**Text-to-region grounding data:**
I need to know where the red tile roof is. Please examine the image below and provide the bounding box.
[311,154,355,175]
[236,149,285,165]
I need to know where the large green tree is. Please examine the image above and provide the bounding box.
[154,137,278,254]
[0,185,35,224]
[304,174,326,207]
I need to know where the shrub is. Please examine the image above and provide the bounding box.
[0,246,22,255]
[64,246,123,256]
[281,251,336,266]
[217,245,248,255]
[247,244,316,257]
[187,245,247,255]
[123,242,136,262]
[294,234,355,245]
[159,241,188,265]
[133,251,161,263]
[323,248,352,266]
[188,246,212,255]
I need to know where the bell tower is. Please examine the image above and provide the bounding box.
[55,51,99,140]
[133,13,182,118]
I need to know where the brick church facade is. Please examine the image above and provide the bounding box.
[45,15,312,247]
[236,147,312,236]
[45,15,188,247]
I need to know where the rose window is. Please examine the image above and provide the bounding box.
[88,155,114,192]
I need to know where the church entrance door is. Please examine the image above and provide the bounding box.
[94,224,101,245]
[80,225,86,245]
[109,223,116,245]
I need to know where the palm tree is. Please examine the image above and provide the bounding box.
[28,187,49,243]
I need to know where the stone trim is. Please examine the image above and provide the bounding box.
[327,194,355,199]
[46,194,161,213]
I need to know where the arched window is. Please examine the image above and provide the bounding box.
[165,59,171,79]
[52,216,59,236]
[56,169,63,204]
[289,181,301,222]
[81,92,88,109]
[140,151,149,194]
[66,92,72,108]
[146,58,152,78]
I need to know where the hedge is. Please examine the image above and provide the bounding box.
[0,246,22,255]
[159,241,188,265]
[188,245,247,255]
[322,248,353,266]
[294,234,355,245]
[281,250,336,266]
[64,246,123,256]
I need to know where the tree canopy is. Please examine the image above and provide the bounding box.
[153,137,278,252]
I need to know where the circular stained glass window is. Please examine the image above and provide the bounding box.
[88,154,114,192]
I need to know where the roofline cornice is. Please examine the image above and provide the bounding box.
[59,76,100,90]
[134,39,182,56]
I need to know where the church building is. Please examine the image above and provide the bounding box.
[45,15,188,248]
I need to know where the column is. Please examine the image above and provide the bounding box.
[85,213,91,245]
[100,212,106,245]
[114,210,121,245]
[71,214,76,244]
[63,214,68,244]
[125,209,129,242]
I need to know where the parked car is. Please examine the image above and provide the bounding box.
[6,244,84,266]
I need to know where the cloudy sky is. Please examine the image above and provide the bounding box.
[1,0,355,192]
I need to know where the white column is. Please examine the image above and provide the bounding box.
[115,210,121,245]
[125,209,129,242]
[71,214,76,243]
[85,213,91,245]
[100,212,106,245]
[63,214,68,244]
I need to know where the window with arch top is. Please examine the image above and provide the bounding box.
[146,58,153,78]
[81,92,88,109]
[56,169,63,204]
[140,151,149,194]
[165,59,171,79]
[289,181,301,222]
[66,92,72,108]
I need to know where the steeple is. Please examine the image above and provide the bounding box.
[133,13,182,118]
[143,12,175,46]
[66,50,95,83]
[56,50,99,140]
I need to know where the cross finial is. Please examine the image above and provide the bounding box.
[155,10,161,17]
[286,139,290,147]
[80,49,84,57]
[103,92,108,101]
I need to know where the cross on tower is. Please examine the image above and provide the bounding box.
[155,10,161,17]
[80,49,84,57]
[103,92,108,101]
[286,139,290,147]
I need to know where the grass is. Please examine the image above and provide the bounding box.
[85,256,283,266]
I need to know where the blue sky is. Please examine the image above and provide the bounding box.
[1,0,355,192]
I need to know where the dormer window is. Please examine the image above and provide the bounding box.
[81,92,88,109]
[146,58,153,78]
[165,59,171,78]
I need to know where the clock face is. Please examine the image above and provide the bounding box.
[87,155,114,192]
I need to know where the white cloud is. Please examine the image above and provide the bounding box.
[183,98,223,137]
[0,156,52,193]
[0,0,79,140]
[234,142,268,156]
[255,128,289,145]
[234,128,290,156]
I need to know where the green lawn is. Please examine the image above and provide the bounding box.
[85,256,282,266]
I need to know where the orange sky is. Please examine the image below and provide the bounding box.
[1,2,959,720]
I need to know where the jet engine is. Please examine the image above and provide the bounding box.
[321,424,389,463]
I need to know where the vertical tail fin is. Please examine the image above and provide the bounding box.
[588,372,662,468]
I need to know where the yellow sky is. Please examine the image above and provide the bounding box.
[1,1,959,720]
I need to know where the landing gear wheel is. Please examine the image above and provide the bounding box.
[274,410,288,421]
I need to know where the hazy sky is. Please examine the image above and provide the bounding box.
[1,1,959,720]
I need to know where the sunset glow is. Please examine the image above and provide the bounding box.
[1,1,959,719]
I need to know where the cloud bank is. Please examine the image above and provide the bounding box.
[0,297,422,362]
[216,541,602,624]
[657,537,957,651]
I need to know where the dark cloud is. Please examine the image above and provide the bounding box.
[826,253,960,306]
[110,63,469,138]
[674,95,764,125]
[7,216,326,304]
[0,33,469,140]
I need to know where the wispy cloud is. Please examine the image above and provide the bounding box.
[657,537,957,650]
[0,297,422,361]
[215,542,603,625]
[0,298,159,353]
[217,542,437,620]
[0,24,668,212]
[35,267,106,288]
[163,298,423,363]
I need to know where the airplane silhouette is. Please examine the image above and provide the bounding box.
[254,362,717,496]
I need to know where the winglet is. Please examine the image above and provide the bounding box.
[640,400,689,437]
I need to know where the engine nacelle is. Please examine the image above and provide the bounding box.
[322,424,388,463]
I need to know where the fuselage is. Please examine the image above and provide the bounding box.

**ACTIVITY:**
Every record must be set down again exactly.

**ANSWER:**
I need to know where the red tile roof is. Please examine the image below and provide the bounding box.
[311,154,355,175]
[236,149,285,165]
I need to know where the large green tree is. Please examine the image above and provide the bounding box.
[154,137,278,254]
[0,185,35,224]
[304,174,326,207]
I need to know where the shrub is. Please examine the image above and provide the bounding box.
[0,246,22,255]
[64,246,123,256]
[281,251,336,266]
[217,245,248,255]
[247,244,316,257]
[187,245,247,255]
[123,242,136,262]
[294,234,355,245]
[159,241,188,265]
[133,251,161,263]
[323,248,352,266]
[188,246,212,255]
I need to know where the bell tower is. Please examine the image above and provide the bounding box.
[55,51,99,140]
[133,13,182,118]
I need to know where the brick church facade is. Please examine the image above and provide the bounding box.
[45,15,312,247]
[236,147,312,236]
[45,15,188,247]
I need to know where the rose window is. Please examine the image above and provide the bounding box.
[88,155,114,192]
I need to know where the church entrance door is. Please examine the image above and provide the bounding box.
[94,224,101,245]
[80,225,86,245]
[109,223,116,245]
I need to know where the palm tree is. Please examine the image above and provide the bounding box.
[28,187,49,243]
I need to know where the stone trim is. Please examine the image above and provide the bounding box.
[327,194,355,199]
[46,194,161,213]
I need to know where the arched window is. Please examine the image above and provide the bounding box.
[165,59,171,79]
[52,216,59,236]
[56,169,63,204]
[289,181,301,222]
[81,92,88,109]
[140,151,149,194]
[66,92,72,108]
[146,58,152,78]
I need to know where the hedge is. Please examine the image above and provide the bounding box.
[0,246,22,255]
[159,241,188,265]
[188,245,247,255]
[322,248,353,266]
[294,234,355,245]
[281,250,336,266]
[64,246,123,256]
I need to know where the tree canopy is. Please examine the image above and provide the bounding box.
[153,137,278,252]
I need to know where the circular stained glass window is. Please examine the image above and provide the bounding box.
[88,154,114,192]
I need to know where the roofline cornice is. Please examine the image above and provide the bounding box.
[59,76,100,90]
[134,39,182,56]
I need to know where the church building is. Please examine the image above and provide the bounding box.
[45,15,188,248]
I need to know where the column is. Please examine the image above and provide the bounding box.
[85,213,91,245]
[100,212,106,245]
[114,210,121,245]
[71,214,76,244]
[63,214,68,244]
[125,209,129,242]
I need to know where the parked car is. Please examine the image above and provide the bounding box.
[6,244,84,266]
I need to know where the cloudy sky is. Please examine the image above and provide the bounding box.
[1,0,355,192]
I need to know where the white column is. Please examine the image above and provide the bounding box.
[115,210,121,245]
[125,209,129,242]
[71,214,76,243]
[85,213,91,245]
[100,212,106,245]
[63,214,68,244]
I need to know where the window with arch top is. Please examine the image above and provide the bounding box.
[146,58,153,78]
[81,92,88,109]
[56,169,63,204]
[140,151,149,194]
[165,59,171,79]
[289,181,301,222]
[66,92,72,108]
I need to know where the steeple is. Please examine the image above and provide the bounding box.
[133,13,182,118]
[143,12,175,46]
[66,50,95,83]
[56,50,99,140]
I need to know where the cross finial is. Please examine the image above and provide the bounding box.
[155,10,161,17]
[286,139,290,147]
[80,49,84,57]
[103,92,108,101]
I need to know where the cross on tower is. Please examine the image above and provide the bounding box.
[155,10,161,17]
[80,49,84,57]
[103,92,108,101]
[286,139,290,147]
I need to know where the grass is. Please examine the image above and provide the bounding box.
[85,256,283,266]
I need to know where the blue sky is. Please examine the image above and provide the bounding box.
[1,0,355,192]
I need to know where the dormer window is. Please examine the image above and provide the bounding box.
[81,92,88,109]
[146,58,153,78]
[165,59,171,78]
I need to know where the clock face is. Please examine the image above and provide the bounding box.
[87,155,114,192]
I need to know where the white cloud is. Please examine the image above and provide the bounding box.
[183,98,223,137]
[0,156,52,193]
[0,0,79,140]
[234,142,268,156]
[255,128,289,145]
[234,128,290,156]
I need to know where the green lawn is. Please examine the image above and provide the bounding box.
[85,256,282,266]
I need to know where the orange sky is. Please examine the image below and provide the bounding box.
[1,2,959,720]
I need to know where the jet engine is. Please examine the image above and provide the bounding box.
[321,424,389,463]
I need to know where the vertical tail fin is. Please examine the image above and provide the bounding box.
[588,372,662,468]
I need to know where the yellow sky is. Please examine the image above and provide the bounding box.
[1,1,959,720]
I need to know where the landing gear wheel is. Please examine the image above and provide the bounding box.
[274,410,288,421]
I need to know where the hazy sky is. Please examine the image above and provide the bounding box.
[1,1,959,720]
I need to know where the sunset glow is. Please examine the image above and provide the bounding box.
[1,1,959,719]
I need to know where the cloud bank is. Please examine the image above and provide the bounding box.
[0,297,422,362]
[216,541,602,624]
[657,537,957,651]
I need to know where the dark cloud is. Please examine the image above and provide the bounding box.
[826,253,960,306]
[110,63,469,138]
[674,95,764,125]
[7,216,326,304]
[0,33,469,140]
I need to know where the wispy cloud is. Please examine the image above and provide the bounding box.
[657,537,957,650]
[0,297,422,361]
[215,542,603,625]
[0,298,159,353]
[217,542,437,620]
[0,24,668,212]
[35,267,106,288]
[163,298,423,363]
I need to know where the airplane silhouette is. Please examine the image above and provide the bounding box.
[254,362,717,496]
I need to know where the winglet is. Please examine the image above and provide the bounding box.
[640,400,689,437]
I need to know where the engine nacelle is. Please examine the image above and provide the bounding box.
[322,424,388,463]
I need to know where the fuselage is. Please examine the image above and provide the bounding box.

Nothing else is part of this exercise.